[Pointing dataset records]
++++++++++++++++++++
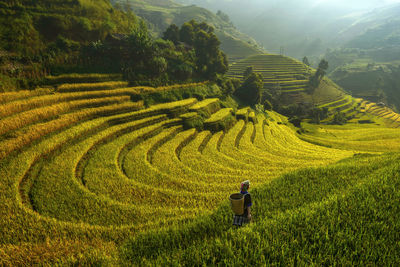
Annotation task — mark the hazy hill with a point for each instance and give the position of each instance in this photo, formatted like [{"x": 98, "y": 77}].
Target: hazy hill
[
  {"x": 368, "y": 63},
  {"x": 306, "y": 27},
  {"x": 161, "y": 14}
]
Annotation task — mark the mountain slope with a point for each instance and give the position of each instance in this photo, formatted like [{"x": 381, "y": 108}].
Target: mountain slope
[{"x": 161, "y": 14}]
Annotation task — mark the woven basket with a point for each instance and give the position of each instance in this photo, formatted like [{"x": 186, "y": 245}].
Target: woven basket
[{"x": 237, "y": 203}]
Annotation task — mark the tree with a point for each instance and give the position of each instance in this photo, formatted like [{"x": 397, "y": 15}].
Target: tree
[
  {"x": 322, "y": 68},
  {"x": 305, "y": 61},
  {"x": 317, "y": 77},
  {"x": 172, "y": 34},
  {"x": 247, "y": 72},
  {"x": 339, "y": 118}
]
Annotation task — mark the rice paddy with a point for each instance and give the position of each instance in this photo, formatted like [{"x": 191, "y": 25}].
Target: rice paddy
[{"x": 92, "y": 177}]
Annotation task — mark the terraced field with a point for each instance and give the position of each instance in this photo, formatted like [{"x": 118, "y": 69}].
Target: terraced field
[
  {"x": 287, "y": 73},
  {"x": 84, "y": 172},
  {"x": 387, "y": 114}
]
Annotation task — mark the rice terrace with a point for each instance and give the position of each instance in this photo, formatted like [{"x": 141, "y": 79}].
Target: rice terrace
[{"x": 123, "y": 149}]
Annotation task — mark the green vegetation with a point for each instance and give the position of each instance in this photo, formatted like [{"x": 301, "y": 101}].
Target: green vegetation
[
  {"x": 99, "y": 171},
  {"x": 161, "y": 14},
  {"x": 96, "y": 182}
]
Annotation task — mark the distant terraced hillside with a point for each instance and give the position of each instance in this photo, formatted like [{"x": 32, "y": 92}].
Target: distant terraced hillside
[
  {"x": 290, "y": 76},
  {"x": 90, "y": 168},
  {"x": 160, "y": 14}
]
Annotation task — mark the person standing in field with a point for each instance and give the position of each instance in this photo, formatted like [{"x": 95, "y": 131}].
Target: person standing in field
[{"x": 239, "y": 220}]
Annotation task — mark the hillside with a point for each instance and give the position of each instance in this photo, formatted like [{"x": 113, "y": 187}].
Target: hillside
[
  {"x": 289, "y": 76},
  {"x": 98, "y": 173},
  {"x": 36, "y": 35},
  {"x": 161, "y": 14}
]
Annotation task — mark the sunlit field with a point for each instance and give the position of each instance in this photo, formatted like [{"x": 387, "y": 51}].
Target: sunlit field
[{"x": 81, "y": 177}]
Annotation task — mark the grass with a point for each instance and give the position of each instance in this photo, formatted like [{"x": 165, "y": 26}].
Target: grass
[
  {"x": 76, "y": 87},
  {"x": 111, "y": 185},
  {"x": 82, "y": 78},
  {"x": 220, "y": 120},
  {"x": 329, "y": 222}
]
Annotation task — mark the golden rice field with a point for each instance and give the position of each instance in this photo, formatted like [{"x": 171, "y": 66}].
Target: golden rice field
[{"x": 81, "y": 173}]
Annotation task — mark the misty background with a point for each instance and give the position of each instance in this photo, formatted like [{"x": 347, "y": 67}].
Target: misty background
[{"x": 305, "y": 27}]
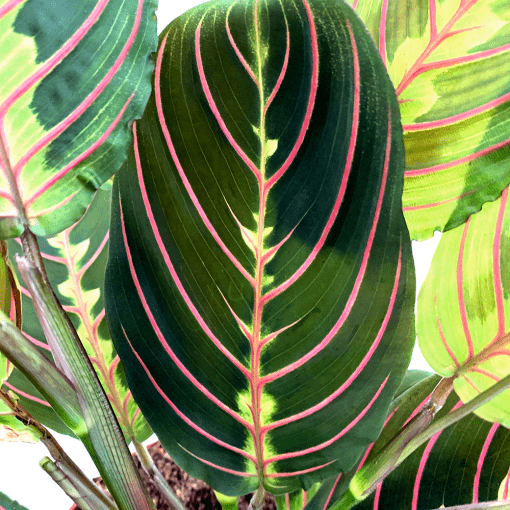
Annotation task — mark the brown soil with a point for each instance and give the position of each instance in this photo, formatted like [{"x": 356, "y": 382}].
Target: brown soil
[{"x": 195, "y": 494}]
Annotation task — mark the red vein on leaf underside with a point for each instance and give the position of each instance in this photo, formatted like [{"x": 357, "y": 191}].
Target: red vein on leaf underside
[
  {"x": 97, "y": 321},
  {"x": 421, "y": 469},
  {"x": 382, "y": 31},
  {"x": 416, "y": 69},
  {"x": 423, "y": 462},
  {"x": 9, "y": 6},
  {"x": 172, "y": 271},
  {"x": 238, "y": 51},
  {"x": 134, "y": 417},
  {"x": 126, "y": 400},
  {"x": 441, "y": 334},
  {"x": 359, "y": 278},
  {"x": 221, "y": 468},
  {"x": 432, "y": 19},
  {"x": 356, "y": 372},
  {"x": 377, "y": 495},
  {"x": 311, "y": 100},
  {"x": 300, "y": 472},
  {"x": 459, "y": 117},
  {"x": 85, "y": 154},
  {"x": 87, "y": 102},
  {"x": 183, "y": 417},
  {"x": 335, "y": 438},
  {"x": 153, "y": 322},
  {"x": 455, "y": 162},
  {"x": 283, "y": 71},
  {"x": 55, "y": 59},
  {"x": 496, "y": 265},
  {"x": 506, "y": 486},
  {"x": 113, "y": 365},
  {"x": 212, "y": 104},
  {"x": 460, "y": 291},
  {"x": 240, "y": 323},
  {"x": 26, "y": 395},
  {"x": 503, "y": 352},
  {"x": 481, "y": 460},
  {"x": 182, "y": 173},
  {"x": 345, "y": 177}
]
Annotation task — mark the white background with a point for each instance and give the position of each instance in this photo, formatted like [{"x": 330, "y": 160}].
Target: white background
[{"x": 20, "y": 475}]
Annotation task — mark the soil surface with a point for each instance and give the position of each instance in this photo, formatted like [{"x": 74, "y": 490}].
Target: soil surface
[{"x": 195, "y": 494}]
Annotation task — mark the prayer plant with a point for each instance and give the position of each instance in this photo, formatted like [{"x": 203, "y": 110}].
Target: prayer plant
[{"x": 250, "y": 297}]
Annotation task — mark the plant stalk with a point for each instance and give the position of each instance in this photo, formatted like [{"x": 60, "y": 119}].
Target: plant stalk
[
  {"x": 498, "y": 505},
  {"x": 59, "y": 455},
  {"x": 258, "y": 499},
  {"x": 103, "y": 438},
  {"x": 155, "y": 475},
  {"x": 67, "y": 485}
]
++++++++++++++++++++
* Task: Transcribe the records above exactly, omitting every picture they contain.

* The answer:
Annotation task — mark the hazy hill with a point for each instance and give the position of each instance in this photo, formatted like [{"x": 98, "y": 77}].
Target: hazy hill
[
  {"x": 368, "y": 63},
  {"x": 306, "y": 27},
  {"x": 161, "y": 14}
]
Annotation task — mark the mountain slope with a point for each instance and give the position of each instance in this photo, formatted like [{"x": 381, "y": 108}].
Target: mountain slope
[{"x": 161, "y": 14}]
Annotation task — mark the woven basket with a point for each instance and give the position of each instance in this photo, formatted like [{"x": 186, "y": 245}].
Target: woven basket
[{"x": 237, "y": 203}]
Annotation task — mark the tree with a point for each instance and give the position of each instance in this photo, formatted like [{"x": 397, "y": 15}].
Target: tree
[
  {"x": 322, "y": 68},
  {"x": 305, "y": 61},
  {"x": 317, "y": 77},
  {"x": 172, "y": 34},
  {"x": 247, "y": 72},
  {"x": 339, "y": 118}
]
Annotation task — mark the rice paddy with a point for each instance and give the position of each instance in this photo, formatted like [{"x": 191, "y": 25}].
Target: rice paddy
[{"x": 92, "y": 177}]
Annotation task — mark the terraced field with a point for each instance and give the position of each instance in this photo, formatted like [{"x": 118, "y": 69}].
Target: terraced field
[
  {"x": 287, "y": 73},
  {"x": 84, "y": 172},
  {"x": 387, "y": 114}
]
Annotation task — mark the rice terrace with a point for each instance and give the position of each instance in this photo, formatted like [{"x": 141, "y": 79}].
Target: rice terrace
[{"x": 123, "y": 149}]
Annotation task — mark the green vegetation with a point for each instance and give the position of each instance in this photo, formatted like [{"x": 301, "y": 101}].
Target: green vegetation
[
  {"x": 99, "y": 171},
  {"x": 161, "y": 14},
  {"x": 96, "y": 182}
]
Annotation task — mark the distant terraced hillside with a point for each instance and give the position of each instance in this photo, formatted like [{"x": 32, "y": 92}].
Target: distant terraced hillside
[
  {"x": 290, "y": 76},
  {"x": 90, "y": 168},
  {"x": 160, "y": 14}
]
Annotation task — mark the person standing in field with a point for each instance and give the position of each instance in this photo, formatted like [{"x": 95, "y": 131}].
Target: person standing in field
[{"x": 239, "y": 220}]
Annotation task — mark the hillside with a point for each instance and give the position of each instance in this photo, formatted like [{"x": 113, "y": 187}].
Target: hillside
[
  {"x": 289, "y": 76},
  {"x": 98, "y": 173},
  {"x": 36, "y": 35},
  {"x": 161, "y": 14}
]
Annotation task — mark the sunlit field with a point for each instance and give the position of each instance in this photo, formatted like [{"x": 387, "y": 51}].
Target: sunlit field
[{"x": 81, "y": 177}]
Annotation task — mark the grass with a point for each instance and give the position of each instance in this photo, formatted like [{"x": 165, "y": 26}].
Target: grass
[
  {"x": 76, "y": 87},
  {"x": 111, "y": 185},
  {"x": 82, "y": 78},
  {"x": 220, "y": 120},
  {"x": 329, "y": 222}
]
Annotation task — mark the golden rice field with a point for each instance and give the position of each instance in this photo, formatted like [{"x": 171, "y": 66}].
Target: golden rice field
[{"x": 81, "y": 173}]
Annotation task — mark the misty background with a point for each instance and give the position of each instance in this photo, formatted like [{"x": 347, "y": 67}].
Target: misty background
[{"x": 305, "y": 27}]
Annotation task — mark the brown soil with a point for each instance and give the position of each instance in this photo, formatted like [{"x": 356, "y": 382}].
Target: brown soil
[{"x": 195, "y": 494}]
Annotation task — mark the red vein on leaf underside with a point for each instance and give the position of each instance in this photo, formatted like [{"x": 357, "y": 191}].
Target: red vein on leaf underside
[
  {"x": 97, "y": 321},
  {"x": 421, "y": 469},
  {"x": 382, "y": 31},
  {"x": 416, "y": 69},
  {"x": 423, "y": 462},
  {"x": 9, "y": 6},
  {"x": 172, "y": 271},
  {"x": 238, "y": 51},
  {"x": 134, "y": 417},
  {"x": 126, "y": 400},
  {"x": 441, "y": 334},
  {"x": 359, "y": 278},
  {"x": 221, "y": 468},
  {"x": 432, "y": 19},
  {"x": 356, "y": 372},
  {"x": 377, "y": 495},
  {"x": 311, "y": 100},
  {"x": 300, "y": 472},
  {"x": 459, "y": 117},
  {"x": 85, "y": 154},
  {"x": 87, "y": 102},
  {"x": 183, "y": 417},
  {"x": 335, "y": 438},
  {"x": 153, "y": 322},
  {"x": 455, "y": 162},
  {"x": 283, "y": 71},
  {"x": 55, "y": 59},
  {"x": 496, "y": 265},
  {"x": 506, "y": 486},
  {"x": 113, "y": 365},
  {"x": 212, "y": 104},
  {"x": 460, "y": 291},
  {"x": 240, "y": 323},
  {"x": 26, "y": 395},
  {"x": 503, "y": 352},
  {"x": 481, "y": 460},
  {"x": 182, "y": 173},
  {"x": 345, "y": 177}
]
Annotation task — mark the white background with a point for each instance and give the position of each instance in this photo, formatted like [{"x": 330, "y": 160}].
Target: white background
[{"x": 20, "y": 475}]
Annotation task — mark the soil surface with a point for each instance and give the position of each instance in this photo, formatted like [{"x": 74, "y": 490}].
Target: soil surface
[{"x": 195, "y": 494}]
Annotation task — mark the prayer plant with a point for each instance and give the position of each instance in this photo, formatted like [{"x": 203, "y": 110}].
Target: prayer plant
[{"x": 250, "y": 297}]
Annotation task — mark the plant stalk with a point for each instance and give the position of each instance in this photo, formatted like [{"x": 60, "y": 119}].
Target: plant stalk
[
  {"x": 498, "y": 505},
  {"x": 59, "y": 455},
  {"x": 258, "y": 499},
  {"x": 103, "y": 438},
  {"x": 155, "y": 475},
  {"x": 67, "y": 485}
]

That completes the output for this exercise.